| EXERCISE DETAILS |
Return the lines below exactly, starting with the line that contains "Mark one point on every instance of the balcony" and stopping after the last line.

· · · · ·

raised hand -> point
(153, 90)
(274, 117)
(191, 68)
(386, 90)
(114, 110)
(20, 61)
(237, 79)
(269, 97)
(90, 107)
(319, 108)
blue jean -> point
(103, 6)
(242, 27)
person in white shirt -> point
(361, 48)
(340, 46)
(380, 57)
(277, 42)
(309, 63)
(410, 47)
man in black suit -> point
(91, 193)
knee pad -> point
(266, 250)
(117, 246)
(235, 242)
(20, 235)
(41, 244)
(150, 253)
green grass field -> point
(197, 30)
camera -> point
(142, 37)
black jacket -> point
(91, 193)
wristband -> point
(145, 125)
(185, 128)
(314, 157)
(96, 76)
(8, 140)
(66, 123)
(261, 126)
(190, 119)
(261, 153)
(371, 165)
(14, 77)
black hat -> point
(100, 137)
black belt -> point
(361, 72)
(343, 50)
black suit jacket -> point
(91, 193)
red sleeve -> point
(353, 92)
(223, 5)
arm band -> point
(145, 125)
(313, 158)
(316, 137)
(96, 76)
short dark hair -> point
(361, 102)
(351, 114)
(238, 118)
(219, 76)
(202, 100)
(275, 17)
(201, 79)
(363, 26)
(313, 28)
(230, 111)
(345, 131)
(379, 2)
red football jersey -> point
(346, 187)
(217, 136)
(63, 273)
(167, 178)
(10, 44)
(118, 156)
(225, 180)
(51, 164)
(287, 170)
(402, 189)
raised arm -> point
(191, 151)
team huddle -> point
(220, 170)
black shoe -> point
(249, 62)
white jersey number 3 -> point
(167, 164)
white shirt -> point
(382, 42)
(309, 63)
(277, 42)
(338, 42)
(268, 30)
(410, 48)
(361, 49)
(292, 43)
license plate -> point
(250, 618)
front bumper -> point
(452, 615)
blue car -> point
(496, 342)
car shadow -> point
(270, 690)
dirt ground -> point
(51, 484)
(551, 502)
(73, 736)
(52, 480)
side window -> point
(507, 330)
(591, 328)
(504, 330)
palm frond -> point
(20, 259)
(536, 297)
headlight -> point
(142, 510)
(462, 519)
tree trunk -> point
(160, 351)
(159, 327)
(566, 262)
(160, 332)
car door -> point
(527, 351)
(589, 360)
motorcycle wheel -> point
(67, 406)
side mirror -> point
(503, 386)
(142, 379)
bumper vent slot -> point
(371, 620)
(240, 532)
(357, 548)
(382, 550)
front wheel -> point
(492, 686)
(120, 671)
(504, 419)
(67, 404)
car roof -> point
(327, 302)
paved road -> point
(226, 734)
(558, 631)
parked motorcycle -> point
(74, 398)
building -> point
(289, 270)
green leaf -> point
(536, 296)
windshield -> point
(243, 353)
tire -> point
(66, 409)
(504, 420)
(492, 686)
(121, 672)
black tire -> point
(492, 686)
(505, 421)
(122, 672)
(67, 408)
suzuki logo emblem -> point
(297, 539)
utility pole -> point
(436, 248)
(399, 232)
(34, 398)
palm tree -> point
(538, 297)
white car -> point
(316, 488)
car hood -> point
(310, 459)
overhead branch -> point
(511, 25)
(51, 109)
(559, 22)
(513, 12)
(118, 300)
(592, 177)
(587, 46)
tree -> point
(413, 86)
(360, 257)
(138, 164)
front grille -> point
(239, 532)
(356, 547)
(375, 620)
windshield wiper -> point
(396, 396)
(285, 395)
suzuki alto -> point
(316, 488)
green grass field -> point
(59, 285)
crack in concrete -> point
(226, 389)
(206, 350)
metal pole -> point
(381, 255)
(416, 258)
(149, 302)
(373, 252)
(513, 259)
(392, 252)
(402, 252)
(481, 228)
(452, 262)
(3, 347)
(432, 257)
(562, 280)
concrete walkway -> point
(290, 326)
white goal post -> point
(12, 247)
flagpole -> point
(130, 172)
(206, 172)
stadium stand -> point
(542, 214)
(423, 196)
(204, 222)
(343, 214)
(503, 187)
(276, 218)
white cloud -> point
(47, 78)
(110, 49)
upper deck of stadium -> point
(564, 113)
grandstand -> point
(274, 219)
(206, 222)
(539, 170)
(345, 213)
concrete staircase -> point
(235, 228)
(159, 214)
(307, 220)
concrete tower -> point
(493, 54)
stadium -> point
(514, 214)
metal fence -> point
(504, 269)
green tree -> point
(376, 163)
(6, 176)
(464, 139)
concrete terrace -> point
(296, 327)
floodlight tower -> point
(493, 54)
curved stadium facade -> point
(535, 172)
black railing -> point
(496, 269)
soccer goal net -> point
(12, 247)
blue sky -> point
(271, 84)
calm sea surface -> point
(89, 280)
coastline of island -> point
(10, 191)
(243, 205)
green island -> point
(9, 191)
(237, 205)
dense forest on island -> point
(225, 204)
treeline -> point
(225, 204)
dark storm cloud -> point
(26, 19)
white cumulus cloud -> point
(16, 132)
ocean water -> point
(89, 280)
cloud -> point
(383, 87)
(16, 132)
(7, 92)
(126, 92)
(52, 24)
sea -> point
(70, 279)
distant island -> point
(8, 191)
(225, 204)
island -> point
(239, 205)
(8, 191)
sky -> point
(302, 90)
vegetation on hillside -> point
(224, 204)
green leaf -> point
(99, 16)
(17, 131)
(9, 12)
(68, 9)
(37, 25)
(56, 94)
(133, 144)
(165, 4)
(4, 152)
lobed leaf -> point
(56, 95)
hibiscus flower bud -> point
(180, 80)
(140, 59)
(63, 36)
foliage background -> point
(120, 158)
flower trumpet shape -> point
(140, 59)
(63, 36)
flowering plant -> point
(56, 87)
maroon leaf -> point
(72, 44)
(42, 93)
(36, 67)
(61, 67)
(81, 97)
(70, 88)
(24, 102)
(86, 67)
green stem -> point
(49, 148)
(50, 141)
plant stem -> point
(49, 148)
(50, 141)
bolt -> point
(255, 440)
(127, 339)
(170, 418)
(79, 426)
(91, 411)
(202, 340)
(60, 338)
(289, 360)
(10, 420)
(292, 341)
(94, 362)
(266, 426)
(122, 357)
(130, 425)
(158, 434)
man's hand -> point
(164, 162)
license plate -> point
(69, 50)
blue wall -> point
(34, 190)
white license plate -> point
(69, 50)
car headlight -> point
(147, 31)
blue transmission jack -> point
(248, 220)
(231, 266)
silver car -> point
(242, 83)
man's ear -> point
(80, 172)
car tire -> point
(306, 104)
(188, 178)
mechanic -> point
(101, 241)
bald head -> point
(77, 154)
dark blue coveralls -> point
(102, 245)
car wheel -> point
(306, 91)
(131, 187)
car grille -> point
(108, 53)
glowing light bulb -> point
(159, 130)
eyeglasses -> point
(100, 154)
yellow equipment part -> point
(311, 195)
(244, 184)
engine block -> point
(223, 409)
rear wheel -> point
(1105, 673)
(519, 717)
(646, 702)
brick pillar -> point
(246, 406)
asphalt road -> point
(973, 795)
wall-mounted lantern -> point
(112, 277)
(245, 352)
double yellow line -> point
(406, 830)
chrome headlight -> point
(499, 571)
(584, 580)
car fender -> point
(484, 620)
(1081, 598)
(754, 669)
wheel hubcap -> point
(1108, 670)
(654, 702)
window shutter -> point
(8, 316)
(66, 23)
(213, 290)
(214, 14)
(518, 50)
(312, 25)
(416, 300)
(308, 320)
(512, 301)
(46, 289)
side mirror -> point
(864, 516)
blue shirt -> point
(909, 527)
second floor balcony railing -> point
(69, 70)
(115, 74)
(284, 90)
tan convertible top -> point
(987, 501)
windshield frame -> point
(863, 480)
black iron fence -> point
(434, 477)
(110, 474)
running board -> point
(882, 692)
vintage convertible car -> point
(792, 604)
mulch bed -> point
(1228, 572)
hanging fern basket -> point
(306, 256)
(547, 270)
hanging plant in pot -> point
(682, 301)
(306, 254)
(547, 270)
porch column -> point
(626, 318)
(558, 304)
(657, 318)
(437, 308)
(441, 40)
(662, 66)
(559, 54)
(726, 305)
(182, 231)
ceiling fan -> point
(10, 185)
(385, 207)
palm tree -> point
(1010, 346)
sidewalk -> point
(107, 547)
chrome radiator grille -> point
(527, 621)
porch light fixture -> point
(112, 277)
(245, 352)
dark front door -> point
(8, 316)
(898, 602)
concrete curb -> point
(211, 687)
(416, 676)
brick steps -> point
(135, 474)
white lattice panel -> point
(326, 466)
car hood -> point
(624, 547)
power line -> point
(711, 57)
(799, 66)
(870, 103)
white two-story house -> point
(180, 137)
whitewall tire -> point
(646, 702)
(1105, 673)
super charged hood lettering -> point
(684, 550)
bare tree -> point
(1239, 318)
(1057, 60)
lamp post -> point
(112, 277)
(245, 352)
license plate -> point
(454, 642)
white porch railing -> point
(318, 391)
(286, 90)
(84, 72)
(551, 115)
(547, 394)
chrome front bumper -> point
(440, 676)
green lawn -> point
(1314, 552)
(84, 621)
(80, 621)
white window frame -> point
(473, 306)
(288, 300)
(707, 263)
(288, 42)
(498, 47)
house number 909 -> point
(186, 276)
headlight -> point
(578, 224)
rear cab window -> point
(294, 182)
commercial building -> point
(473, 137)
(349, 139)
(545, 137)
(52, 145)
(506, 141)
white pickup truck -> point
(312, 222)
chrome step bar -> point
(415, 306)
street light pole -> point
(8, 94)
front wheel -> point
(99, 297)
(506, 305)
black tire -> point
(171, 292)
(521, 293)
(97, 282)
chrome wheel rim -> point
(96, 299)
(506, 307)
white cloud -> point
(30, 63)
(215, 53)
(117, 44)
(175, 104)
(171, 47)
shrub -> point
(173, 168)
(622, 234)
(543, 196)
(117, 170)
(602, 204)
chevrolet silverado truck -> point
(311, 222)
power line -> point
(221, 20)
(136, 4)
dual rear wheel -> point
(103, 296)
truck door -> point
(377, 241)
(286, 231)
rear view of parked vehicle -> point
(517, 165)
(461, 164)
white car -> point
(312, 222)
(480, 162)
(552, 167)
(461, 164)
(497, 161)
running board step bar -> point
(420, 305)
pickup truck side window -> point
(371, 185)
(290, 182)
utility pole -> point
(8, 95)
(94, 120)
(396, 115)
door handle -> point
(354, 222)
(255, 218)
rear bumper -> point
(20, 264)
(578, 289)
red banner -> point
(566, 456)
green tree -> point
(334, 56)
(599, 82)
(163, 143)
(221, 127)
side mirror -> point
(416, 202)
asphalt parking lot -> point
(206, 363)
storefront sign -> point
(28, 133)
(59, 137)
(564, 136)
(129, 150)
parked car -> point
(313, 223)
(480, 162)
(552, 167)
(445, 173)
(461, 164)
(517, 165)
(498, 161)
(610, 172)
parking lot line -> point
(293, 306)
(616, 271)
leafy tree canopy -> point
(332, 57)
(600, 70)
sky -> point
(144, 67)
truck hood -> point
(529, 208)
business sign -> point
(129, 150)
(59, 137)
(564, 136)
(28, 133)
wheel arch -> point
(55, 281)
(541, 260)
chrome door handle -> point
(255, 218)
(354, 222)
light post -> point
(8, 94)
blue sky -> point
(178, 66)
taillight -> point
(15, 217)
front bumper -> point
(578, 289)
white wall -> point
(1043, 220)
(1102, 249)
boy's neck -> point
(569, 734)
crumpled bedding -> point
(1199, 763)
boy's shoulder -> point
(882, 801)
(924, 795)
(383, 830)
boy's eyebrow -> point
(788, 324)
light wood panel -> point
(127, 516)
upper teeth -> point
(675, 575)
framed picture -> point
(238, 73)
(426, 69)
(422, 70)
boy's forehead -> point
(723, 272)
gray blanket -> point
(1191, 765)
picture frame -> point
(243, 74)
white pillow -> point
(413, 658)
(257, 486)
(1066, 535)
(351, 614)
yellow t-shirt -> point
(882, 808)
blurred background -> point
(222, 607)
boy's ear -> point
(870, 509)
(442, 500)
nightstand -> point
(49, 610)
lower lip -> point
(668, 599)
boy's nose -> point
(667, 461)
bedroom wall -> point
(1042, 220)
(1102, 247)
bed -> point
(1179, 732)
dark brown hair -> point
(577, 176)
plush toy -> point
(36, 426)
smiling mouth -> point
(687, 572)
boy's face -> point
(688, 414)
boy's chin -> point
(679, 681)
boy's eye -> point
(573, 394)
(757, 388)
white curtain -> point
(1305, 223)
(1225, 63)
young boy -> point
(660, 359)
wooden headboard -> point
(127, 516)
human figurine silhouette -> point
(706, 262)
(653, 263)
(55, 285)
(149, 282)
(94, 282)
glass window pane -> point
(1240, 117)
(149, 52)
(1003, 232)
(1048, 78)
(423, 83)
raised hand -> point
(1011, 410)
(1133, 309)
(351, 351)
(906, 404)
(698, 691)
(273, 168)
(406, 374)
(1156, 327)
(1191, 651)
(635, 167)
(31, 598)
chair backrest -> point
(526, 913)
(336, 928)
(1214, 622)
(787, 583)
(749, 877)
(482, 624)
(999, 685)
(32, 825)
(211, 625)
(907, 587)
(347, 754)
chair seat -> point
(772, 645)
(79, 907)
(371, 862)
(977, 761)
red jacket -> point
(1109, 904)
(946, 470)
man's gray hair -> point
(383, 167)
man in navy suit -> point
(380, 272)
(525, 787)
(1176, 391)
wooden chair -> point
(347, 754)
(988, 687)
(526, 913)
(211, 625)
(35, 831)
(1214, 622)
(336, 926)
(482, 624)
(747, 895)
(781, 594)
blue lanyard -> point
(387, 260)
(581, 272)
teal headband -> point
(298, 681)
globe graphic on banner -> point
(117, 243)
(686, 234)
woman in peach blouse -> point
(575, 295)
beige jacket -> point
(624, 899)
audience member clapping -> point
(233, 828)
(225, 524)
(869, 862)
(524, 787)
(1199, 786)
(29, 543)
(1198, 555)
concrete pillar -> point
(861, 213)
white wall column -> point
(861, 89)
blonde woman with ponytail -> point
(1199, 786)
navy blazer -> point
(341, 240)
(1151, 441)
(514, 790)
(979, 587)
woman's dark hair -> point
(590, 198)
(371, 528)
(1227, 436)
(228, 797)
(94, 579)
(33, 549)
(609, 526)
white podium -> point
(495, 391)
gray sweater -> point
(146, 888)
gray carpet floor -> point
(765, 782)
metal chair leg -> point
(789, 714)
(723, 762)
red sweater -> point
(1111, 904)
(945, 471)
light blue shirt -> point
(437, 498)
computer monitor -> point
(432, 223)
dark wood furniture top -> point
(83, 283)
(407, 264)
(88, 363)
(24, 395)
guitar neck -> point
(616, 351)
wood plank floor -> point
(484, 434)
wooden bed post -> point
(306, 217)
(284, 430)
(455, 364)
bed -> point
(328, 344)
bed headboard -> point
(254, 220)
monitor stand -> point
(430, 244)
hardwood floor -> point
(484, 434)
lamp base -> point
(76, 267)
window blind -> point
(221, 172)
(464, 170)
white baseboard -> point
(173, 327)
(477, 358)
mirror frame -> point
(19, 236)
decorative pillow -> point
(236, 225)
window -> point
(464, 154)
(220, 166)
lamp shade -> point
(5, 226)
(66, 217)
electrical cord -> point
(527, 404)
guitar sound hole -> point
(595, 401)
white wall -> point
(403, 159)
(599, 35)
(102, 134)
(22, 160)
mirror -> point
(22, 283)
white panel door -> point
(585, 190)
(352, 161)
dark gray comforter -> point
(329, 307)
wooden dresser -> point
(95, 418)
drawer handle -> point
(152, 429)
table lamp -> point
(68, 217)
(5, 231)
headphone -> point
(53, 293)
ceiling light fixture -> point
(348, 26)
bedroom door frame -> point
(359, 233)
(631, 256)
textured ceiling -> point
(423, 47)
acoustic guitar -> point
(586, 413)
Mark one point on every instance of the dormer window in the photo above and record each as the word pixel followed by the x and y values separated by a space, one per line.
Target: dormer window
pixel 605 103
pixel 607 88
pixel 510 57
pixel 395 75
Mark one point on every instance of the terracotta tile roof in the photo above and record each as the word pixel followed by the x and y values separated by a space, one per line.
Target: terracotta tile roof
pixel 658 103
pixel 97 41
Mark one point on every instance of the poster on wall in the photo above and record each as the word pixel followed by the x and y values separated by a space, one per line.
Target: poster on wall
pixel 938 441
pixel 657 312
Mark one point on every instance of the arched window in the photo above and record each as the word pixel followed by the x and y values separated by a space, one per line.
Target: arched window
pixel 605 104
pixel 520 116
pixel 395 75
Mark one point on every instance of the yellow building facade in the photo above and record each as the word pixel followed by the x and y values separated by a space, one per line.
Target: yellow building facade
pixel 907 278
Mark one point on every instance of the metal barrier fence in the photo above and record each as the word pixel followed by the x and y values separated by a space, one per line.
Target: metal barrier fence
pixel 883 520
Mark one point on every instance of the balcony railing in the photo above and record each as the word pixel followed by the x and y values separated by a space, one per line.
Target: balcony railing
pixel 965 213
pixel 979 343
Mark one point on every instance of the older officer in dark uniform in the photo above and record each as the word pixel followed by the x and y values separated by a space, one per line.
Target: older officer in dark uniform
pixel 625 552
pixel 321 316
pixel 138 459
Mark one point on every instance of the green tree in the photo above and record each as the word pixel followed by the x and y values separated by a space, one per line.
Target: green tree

· · · · ·

| TASK SOLUTION |
Mark one point on every instance of the balcony railing in the photo above and record each as the word pixel followed by the x and y values separated by a space, one per line.
Target: balcony railing
pixel 965 213
pixel 979 343
Mark one point on every instance of the older officer in dark uniform in the photo above and record each as the word pixel followed by the x and y values separated by a space, one per line.
Target: older officer in dark uniform
pixel 625 552
pixel 321 316
pixel 138 459
Mark one point on every instance of the green tree in the photo above and record each as the word pixel followed by the x and y values separated by a space, one per line.
Target: green tree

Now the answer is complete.